* [REQUIREMENT] What you return should match every entry, character for character.

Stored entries
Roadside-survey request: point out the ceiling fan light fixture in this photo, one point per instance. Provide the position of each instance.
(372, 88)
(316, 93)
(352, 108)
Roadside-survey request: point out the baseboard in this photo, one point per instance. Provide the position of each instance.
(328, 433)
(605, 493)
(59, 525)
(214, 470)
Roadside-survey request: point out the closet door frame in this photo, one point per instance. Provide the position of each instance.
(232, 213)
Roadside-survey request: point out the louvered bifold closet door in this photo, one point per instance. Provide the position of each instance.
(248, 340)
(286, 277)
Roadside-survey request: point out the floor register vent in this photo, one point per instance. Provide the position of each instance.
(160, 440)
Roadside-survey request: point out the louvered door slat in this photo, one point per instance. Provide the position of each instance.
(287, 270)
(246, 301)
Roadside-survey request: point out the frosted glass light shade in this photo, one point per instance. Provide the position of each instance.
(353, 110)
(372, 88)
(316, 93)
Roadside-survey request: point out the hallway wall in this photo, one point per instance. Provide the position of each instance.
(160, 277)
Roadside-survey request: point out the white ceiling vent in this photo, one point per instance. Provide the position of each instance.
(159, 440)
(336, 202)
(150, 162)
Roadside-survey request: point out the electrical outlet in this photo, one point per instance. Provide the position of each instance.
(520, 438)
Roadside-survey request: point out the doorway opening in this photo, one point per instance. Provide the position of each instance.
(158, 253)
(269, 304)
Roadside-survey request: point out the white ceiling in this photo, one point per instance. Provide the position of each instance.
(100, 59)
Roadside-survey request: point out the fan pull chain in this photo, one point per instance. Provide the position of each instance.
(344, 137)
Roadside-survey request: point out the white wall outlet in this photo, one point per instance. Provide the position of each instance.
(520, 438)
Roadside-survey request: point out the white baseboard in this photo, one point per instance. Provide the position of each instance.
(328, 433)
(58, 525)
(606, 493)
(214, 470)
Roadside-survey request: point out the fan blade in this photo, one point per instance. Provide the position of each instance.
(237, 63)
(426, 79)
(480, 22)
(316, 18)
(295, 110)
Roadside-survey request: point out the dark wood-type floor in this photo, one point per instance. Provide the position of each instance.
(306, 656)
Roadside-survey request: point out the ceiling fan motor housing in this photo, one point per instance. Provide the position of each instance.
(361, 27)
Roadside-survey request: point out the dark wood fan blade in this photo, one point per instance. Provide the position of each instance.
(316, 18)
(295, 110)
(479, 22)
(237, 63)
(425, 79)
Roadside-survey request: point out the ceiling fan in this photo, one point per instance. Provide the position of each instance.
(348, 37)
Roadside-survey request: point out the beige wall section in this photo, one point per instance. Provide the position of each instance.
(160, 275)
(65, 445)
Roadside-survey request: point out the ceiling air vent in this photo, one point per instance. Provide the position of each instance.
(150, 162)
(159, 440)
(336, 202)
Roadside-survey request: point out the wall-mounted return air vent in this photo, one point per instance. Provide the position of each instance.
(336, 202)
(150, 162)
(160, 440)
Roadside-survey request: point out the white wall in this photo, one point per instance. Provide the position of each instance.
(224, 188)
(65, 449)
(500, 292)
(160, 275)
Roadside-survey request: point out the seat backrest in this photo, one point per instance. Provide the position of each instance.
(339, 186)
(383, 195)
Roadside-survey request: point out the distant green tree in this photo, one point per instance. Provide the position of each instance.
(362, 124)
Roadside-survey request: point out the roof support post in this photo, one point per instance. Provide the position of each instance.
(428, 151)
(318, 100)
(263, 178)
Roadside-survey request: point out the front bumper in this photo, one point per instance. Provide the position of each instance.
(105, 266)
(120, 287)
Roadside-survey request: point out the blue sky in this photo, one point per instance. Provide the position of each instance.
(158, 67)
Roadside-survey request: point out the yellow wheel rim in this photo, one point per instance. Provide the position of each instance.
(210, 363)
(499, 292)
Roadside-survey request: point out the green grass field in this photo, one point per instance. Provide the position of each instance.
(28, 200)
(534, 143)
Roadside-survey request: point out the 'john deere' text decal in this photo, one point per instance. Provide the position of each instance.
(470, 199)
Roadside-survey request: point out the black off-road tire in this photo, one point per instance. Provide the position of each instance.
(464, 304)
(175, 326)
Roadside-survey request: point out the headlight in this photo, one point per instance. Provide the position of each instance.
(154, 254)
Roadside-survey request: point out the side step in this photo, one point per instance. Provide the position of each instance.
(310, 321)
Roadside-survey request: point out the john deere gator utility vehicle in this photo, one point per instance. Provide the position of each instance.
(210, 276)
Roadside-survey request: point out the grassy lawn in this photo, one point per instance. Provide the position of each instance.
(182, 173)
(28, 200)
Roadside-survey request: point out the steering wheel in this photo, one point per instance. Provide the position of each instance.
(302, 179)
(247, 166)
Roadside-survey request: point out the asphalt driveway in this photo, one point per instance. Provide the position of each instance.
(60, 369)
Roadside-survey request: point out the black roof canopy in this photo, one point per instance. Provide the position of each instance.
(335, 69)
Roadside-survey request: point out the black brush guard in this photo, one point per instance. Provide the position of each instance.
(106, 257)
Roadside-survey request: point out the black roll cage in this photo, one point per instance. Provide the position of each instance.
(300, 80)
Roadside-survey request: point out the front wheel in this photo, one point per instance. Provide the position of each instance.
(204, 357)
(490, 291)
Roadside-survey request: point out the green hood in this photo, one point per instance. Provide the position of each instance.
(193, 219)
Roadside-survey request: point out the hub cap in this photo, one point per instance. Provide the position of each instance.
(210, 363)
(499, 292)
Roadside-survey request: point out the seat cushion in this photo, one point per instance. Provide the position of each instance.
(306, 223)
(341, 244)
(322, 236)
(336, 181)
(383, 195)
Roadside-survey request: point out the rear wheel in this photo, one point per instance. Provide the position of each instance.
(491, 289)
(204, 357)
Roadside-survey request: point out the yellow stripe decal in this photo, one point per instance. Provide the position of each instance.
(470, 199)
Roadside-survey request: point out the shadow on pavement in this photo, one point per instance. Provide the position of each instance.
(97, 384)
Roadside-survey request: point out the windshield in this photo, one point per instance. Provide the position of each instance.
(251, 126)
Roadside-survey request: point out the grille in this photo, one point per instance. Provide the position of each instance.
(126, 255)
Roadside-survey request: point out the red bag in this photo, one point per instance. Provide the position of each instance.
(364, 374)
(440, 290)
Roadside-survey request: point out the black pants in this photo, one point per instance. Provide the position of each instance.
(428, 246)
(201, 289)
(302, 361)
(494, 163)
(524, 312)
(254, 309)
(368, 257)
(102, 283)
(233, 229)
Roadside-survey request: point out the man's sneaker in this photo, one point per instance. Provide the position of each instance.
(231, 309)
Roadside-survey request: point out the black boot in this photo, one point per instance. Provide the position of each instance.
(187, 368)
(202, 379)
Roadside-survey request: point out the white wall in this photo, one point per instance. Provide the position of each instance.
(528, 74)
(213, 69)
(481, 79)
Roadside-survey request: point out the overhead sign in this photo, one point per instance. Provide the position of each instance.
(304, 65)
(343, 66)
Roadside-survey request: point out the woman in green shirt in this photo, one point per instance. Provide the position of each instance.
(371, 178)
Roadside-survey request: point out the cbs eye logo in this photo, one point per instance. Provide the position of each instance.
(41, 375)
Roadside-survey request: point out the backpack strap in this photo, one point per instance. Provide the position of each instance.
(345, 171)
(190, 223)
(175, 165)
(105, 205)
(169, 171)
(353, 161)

* [ANSWER AREA]
Roadside-survey request: point out the ceiling fan light fixture in this photo, one point per instance. Provide the position of each instance.
(372, 88)
(316, 93)
(352, 108)
Roadside-survey request: point out the baseboard in this photo, one point per instance. Provide the position of each instance.
(328, 433)
(605, 493)
(59, 525)
(214, 470)
Roadside-survey request: point out the closet door frame in this photo, one point per instance. Provide the position of each instance.
(232, 213)
Roadside-survey request: point out the louvered bifold closet door in this photo, one point per instance. Provide the position of each instance.
(248, 340)
(286, 277)
Roadside-survey request: point out the floor register vent in this photo, one point per instance. Provide the position of each instance.
(160, 440)
Roadside-survey request: point out the louvered door slat in this photo, one point per instance. Provide the position of each instance.
(287, 270)
(246, 301)
Roadside-survey request: point out the frosted glass light shade in this photo, one point per instance. Provide the position of each instance.
(353, 110)
(372, 88)
(316, 93)
Roadside-survey request: point out the hallway wall in this photo, one point per instance. Provide the position of each instance.
(160, 277)
Roadside-survey request: point out the white ceiling vent in this photo, one point per instance. Provide the position of each instance.
(159, 440)
(336, 202)
(150, 162)
Roadside-survey request: point out the electrical outlet in this photo, one point per instance. Provide the position of each instance.
(520, 438)
Roadside-survey request: point out the doorway opening in this photo, one point per instance. Provide the position of each instance.
(158, 253)
(269, 304)
Roadside-survey request: point out the white ceiling in this photo, one point per instance. Provide the position of each instance.
(100, 59)
Roadside-survey request: point out the fan pull chain in this photo, one point per instance. Provide the position of each instance.
(344, 137)
Roadside-survey request: point out the white wall outlet in this photo, one point per instance. Provide the position of each instance.
(520, 438)
Roadside-survey request: point out the white baseboard in this photo, one point per instance. Provide the position of each instance.
(328, 433)
(58, 525)
(606, 493)
(214, 470)
Roadside-survey request: point out the fan blade in this photo, one point per instance. Provide the position of each instance.
(237, 63)
(426, 79)
(480, 22)
(316, 18)
(295, 110)
Roadside-survey request: point out the dark wood-type floor in this photo, one point per instance. Provide the position of each instance.
(306, 656)
Roadside-survey request: point out the ceiling fan motor housing in this photo, one point per instance. Provide the position of each instance.
(361, 27)
Roadside-survey request: point out the dark wood fan blade in this photo, one point per instance. Provide the position of each instance.
(316, 18)
(295, 110)
(479, 22)
(237, 63)
(425, 79)
Roadside-survey request: point out the ceiling fan in this photo, one point per instance. Provide the position of each instance.
(348, 37)
Roadside-survey request: point out the beige wall section in this photo, one point per instance. Provide the position of each instance.
(160, 275)
(65, 445)
Roadside-survey request: point out the ceiling air vent in this photo, one point per instance. Provide the position of each instance.
(150, 162)
(159, 440)
(336, 202)
Roadside-survey request: point out the wall-mounted return air vent in this photo, one point per instance. Provide the position of each instance.
(336, 202)
(150, 162)
(160, 440)
Roadside-survey request: point out the white wall in this photo, one point per instance. Provide the position of each instance.
(224, 188)
(65, 449)
(500, 292)
(160, 275)
Roadside-survey request: point out the seat backrest in this photo, one point per instance. Provide the position of each instance.
(339, 186)
(383, 195)
Roadside-survey request: point out the distant green tree in this photo, one point per instance. Provide the position of each instance.
(362, 124)
Roadside-survey request: point out the roof support post in this photo, one point per instance. Provide the position of each instance.
(428, 151)
(318, 100)
(263, 178)
Roadside-survey request: point out the front bumper in this photo, one point per instance. Provide the position of each instance.
(105, 266)
(120, 287)
Roadside-survey request: point out the blue sky in this photo, one point per instance. Provide the position of each instance.
(158, 67)
Roadside-survey request: point out the yellow wheel rim in this photo, one point per instance. Provide the position of each instance.
(210, 363)
(499, 292)
Roadside-survey request: point out the green grass field in this photo, one point per instance. Provide the position of each instance.
(28, 200)
(534, 143)
Roadside-survey request: point out the 'john deere' text decal in this photo, one point per instance. Provide the position of each instance.
(470, 199)
Roadside-survey request: point out the black off-road tire in this photo, one point per instance. Provide the position of each instance.
(464, 304)
(175, 326)
Roadside-survey request: point out the headlight in this photo, one point per instance. Provide the position of each instance.
(154, 254)
Roadside-survey request: point out the side step in this photo, one point per instance. Provide the position of each instance.
(310, 321)
Roadside-survey request: point out the john deere gator utility vehicle in this photo, one point per instance. Provide the position of each instance.
(210, 276)
Roadside-survey request: point out the grassy lawn in this photo, one point per instance. Provide the position of each instance.
(182, 173)
(28, 200)
Roadside-survey request: point out the steering wheel in this photo, one point per instance. Provide the position of each instance.
(302, 179)
(247, 166)
Roadside-survey request: point out the asphalt driveway in this photo, one point per instance. Provide the position of each instance.
(60, 369)
Roadside-survey request: point out the black roof canopy in this photo, one point per instance. Provide the position of each instance.
(335, 69)
Roadside-survey request: point out the black brush guard in this photo, one point per instance. Provide the position of each instance.
(106, 257)
Roadside-survey request: point out the black roll cage in this photo, one point per instance. Provide the position of each instance.
(300, 80)
Roadside-survey request: point out the front wheel in this photo, one point per instance. Provide the position of each instance.
(204, 357)
(490, 291)
Roadside-survey request: point out the green hood in this photo, one point per instance. Provide the position of each instance.
(193, 219)
Roadside-survey request: point out the hub cap in this photo, one point per instance. Provide the position of each instance.
(210, 363)
(499, 292)
Roadside-survey request: point out the seat cushion in this photo, one point per instance. Provide the position of each instance.
(306, 223)
(341, 244)
(322, 236)
(336, 181)
(383, 195)
Roadside-survey request: point out the rear wheel in this photo, one point per instance. Provide the position of each instance.
(491, 289)
(204, 357)
Roadside-survey request: point out the yellow stripe decal in this photo, one point per instance. Provide the position of each instance.
(470, 199)
Roadside-survey request: point out the shadow on pavement in this photo, one point per instance. Provide the position of each instance.
(97, 384)
Roadside-survey request: point out the windshield in this photo, one point per instance. Provide the position of each instance.
(251, 126)
Roadside-survey request: point out the grille in this photo, one point per instance. Provide the position of each instance.
(126, 255)
Roadside-survey request: point out the red bag in this photo, one point per instance. Provide the position of each instance.
(364, 374)
(440, 290)
Roadside-survey request: point out the black pants in this photo, one point per instance. Provide the position of each instance.
(428, 246)
(201, 289)
(302, 361)
(494, 163)
(524, 312)
(254, 309)
(368, 257)
(102, 283)
(233, 229)
Roadside-survey request: point out the man's sneaker in this photo, one point per instance. Provide the position of each instance.
(231, 309)
Roadside-survey request: point out the black boot in this photo, one point per instance. Provide the position of each instance.
(187, 368)
(202, 379)
Roadside-survey request: point out the white wall in this photo, one point per instance. Provide the position of each instance.
(528, 74)
(213, 69)
(481, 79)
Roadside-survey request: point out the overhead sign in this photo, one point per instance. Provide the position of each instance.
(304, 65)
(343, 66)
Roadside-survey request: point out the woman in green shirt in this photo, one point per instance. Provide the position of each instance.
(371, 178)
Roadside-survey request: point out the cbs eye logo in this photo, one point per instance. Provide the position of each instance.
(41, 375)
Roadside-survey request: point out the backpack strap in this photo, one point per instance. Provide the position of each instance.
(345, 171)
(190, 223)
(175, 165)
(105, 205)
(169, 171)
(353, 161)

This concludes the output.